WHAT YOU NEED TO DO ::
a: According to the article, by what percentage did each MET increase lower the risk of a coronary event?
b: Retype the portion of the article between "DALLAS, Sept. 28" and "American Heart Association.", inclusive.
c: List every risk factor that the article names as receiving point values in the Framingham Risk Score.

DOCUMENT SEGMENT ::
%%
Exercise test predicts heart events in high risk asymptomatic men

09/27/04

DALLAS, Sept. 28 Among men without heart disease but who have significant cardiac risk factors, a poor performance on an exercise treadmill test is associated with more than doubling of the risk for a heart attack or other coronary heart disease event, according to a report in Circulation: Journal of the American Heart Association.

Exercise treadmill testing is not generally recommended as routine screening for people with no history or symptoms of heart disease. This is the first study to evaluate exercise testing among asymptomatic people relative to their predicted coronary heart disease (CHD) risk using the Framingham risk score.

The Framingham Risk Score assigns point values to risk factors such as high blood pressure, total cholesterol, HDL cholesterol, age, diabetes and smoking history to predict the risk of an event such as chest pain, heart attack or coronary death over a 10-year period. A risk score of 9 percent or less is considered low risk, 10 percent to 19 percent is considered intermediate risk, while a score of more than 20 percent, meaning that the person has a one in five chance of an event in 10 years, is classified as high risk.

"Our results suggest that exercise testing may be of benefit in asymptomatic men with intermediate to high risk," said Gary J. Balady, M.D., a professor of medicine at Boston University School of Medicine and an investigator with the Framingham Heart Study.

He and colleagues found that a change in electrocardiogram (ECG) tracing called ST-segment depression or failure to reach target heart rate during exercise testing more than doubled the 10-year risk of coronary event in men with high Framingham risk, compared to those who did not have these findings on the stress test.

But increased exercise capacity predicted lower CHD risk in the high-risk men.

"Greater exercise tolerance as measured in metabolic equivalents (METS) had a lower 10 year event rate," he said. Each MET increase, which is a multiple of the resting metabolic rate, was associated with a 13 percent decrease in risk of coronary event.

The study did not provide evidence to support exercise testing for asymptomatic women because the event rate in women was too low to suggest any significant correlations between the exercise results and future events, he said.

All study participants were asymptomatic at baseline. The study included 1,431 male and 1,612 female Framingham Heart Study participants. Their average age at baseline was 45 and the participants were followed for more than 18 years.

During follow-up, 224 men (15.7 percent) developed a coronary event such as chest pain, heart attack or died from CHD.

Balady said that high-risk men who have ST-segment depression or fail to achieve target heart rate on the exercise treadmill test "should get maximum risk reduction. That means aggressive blood pressure and lipid control, and of course, we want everyone to stop smoking." Also, among these patients it would be prudent to consider additional diagnostic tests to determine the extent of disease, which may include imaging stress tests or invasive procedures such as angiography to assess the condition of arteries and locate any blocked or narrowed vessels.

However, he said it is important to note that this study did not find that exercise testing provided additional prognostic information in those with 10-year-CHD risk less than 10 percent. The authors conclude that clinicians should consider the global cardiac risk, using the Framingham Risk Score, prior to ordering an exercise tolerance test in asymptomatic men without known heart disease.
%%
MATERIAL SUPPLIED ::
%%
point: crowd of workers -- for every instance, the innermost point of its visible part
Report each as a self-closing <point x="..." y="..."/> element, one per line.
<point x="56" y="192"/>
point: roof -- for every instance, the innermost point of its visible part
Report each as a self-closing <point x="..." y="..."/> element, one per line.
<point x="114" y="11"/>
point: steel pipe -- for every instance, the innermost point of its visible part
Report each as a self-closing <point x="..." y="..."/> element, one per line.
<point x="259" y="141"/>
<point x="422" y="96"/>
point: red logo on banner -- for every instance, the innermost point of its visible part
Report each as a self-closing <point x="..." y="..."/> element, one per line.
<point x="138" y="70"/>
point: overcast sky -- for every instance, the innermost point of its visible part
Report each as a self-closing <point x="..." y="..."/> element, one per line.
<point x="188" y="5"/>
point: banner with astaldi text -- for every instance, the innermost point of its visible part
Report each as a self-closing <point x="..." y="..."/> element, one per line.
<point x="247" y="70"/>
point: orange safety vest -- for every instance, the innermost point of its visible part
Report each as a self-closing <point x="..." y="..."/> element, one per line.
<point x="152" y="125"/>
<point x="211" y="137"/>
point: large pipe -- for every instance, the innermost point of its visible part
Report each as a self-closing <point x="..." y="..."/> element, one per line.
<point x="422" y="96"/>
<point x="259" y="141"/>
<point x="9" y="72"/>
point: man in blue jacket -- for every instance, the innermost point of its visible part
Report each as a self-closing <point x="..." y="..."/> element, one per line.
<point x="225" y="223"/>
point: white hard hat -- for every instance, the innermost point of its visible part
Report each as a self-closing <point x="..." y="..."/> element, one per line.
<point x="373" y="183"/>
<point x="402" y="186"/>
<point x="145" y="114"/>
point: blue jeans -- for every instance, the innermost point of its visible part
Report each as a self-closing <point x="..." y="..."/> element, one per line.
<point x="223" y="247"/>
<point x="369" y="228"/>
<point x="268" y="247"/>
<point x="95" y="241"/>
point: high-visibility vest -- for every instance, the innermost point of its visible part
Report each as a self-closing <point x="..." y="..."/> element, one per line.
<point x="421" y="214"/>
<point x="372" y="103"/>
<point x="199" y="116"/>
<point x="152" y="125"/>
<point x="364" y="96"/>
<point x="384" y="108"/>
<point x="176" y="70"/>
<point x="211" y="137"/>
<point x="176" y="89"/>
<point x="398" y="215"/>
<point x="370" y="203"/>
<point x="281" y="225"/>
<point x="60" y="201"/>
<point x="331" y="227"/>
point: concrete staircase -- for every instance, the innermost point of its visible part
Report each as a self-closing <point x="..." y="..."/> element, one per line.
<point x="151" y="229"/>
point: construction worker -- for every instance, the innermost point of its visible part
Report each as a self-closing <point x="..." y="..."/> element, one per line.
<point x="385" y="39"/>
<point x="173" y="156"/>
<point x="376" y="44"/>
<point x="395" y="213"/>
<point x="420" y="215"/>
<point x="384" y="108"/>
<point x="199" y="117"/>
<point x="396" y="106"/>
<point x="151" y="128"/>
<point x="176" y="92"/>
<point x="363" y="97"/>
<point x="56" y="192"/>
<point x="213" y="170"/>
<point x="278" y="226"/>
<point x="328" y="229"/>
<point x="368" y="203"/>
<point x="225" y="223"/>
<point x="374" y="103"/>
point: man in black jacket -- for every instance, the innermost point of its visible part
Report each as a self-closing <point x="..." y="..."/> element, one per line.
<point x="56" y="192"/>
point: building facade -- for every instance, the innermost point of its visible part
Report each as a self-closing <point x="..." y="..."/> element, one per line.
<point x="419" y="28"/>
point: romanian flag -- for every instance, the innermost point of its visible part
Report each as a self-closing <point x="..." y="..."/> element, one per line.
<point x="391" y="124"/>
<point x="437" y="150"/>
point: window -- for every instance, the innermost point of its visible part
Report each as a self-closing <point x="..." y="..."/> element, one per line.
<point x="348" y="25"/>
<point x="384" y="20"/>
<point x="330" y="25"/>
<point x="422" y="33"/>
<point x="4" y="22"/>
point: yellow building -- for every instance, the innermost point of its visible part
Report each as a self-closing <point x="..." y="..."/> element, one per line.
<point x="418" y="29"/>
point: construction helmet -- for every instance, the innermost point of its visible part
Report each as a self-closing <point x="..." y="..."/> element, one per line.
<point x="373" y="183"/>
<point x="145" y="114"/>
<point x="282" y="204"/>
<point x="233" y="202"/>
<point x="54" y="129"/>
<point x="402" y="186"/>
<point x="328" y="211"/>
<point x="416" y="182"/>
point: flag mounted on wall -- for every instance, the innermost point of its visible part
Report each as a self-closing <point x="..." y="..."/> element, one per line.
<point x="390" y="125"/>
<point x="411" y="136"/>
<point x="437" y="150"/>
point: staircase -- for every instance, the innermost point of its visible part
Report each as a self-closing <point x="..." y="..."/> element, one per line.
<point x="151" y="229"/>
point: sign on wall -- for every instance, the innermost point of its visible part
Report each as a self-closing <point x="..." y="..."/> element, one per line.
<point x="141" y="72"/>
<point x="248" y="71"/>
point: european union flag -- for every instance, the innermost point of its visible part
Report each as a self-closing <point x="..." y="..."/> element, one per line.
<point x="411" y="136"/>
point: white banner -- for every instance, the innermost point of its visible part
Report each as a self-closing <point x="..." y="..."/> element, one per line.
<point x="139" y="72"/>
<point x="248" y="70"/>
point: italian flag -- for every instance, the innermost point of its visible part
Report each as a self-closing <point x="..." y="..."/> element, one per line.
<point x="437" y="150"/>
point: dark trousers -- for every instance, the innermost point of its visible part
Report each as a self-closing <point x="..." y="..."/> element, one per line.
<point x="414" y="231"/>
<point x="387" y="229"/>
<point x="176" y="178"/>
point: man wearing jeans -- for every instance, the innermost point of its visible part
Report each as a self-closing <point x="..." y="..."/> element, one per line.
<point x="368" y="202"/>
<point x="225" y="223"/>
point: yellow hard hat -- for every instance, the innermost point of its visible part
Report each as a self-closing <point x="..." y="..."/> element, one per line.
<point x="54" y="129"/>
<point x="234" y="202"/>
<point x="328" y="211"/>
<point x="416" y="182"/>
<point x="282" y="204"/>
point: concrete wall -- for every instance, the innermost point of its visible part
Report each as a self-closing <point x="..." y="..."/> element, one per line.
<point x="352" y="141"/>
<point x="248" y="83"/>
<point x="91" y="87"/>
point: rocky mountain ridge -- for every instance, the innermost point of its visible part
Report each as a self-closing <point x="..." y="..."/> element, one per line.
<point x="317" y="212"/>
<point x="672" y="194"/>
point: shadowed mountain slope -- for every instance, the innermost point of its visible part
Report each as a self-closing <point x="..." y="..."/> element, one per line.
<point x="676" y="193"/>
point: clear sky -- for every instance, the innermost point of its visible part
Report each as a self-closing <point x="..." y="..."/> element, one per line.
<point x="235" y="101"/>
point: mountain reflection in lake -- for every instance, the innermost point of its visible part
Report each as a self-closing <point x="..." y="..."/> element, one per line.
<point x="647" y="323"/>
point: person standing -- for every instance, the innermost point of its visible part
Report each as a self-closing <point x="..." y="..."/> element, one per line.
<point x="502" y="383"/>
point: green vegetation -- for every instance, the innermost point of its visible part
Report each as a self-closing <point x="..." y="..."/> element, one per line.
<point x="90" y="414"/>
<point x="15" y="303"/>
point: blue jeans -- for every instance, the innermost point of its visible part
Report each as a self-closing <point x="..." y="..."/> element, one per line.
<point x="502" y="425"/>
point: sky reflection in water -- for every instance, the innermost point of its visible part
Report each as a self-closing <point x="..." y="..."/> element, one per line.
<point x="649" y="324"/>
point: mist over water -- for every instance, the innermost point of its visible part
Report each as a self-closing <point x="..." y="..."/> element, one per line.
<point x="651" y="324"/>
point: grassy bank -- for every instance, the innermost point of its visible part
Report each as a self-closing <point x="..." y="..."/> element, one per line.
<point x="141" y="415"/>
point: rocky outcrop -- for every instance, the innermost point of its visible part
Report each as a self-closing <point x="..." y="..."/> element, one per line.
%%
LIST OF ANSWERS ::
a: 13 percent

b:
DALLAS, Sept. 28 Among men without heart disease but who have significant cardiac risk factors, a poor performance on an exercise treadmill test is associated with more than doubling of the risk for a heart attack or other coronary heart disease event, according to a report in Circulation: Journal of the American Heart Association.

c: high blood pressure, total cholesterol, HDL cholesterol, age, diabetes, smoking history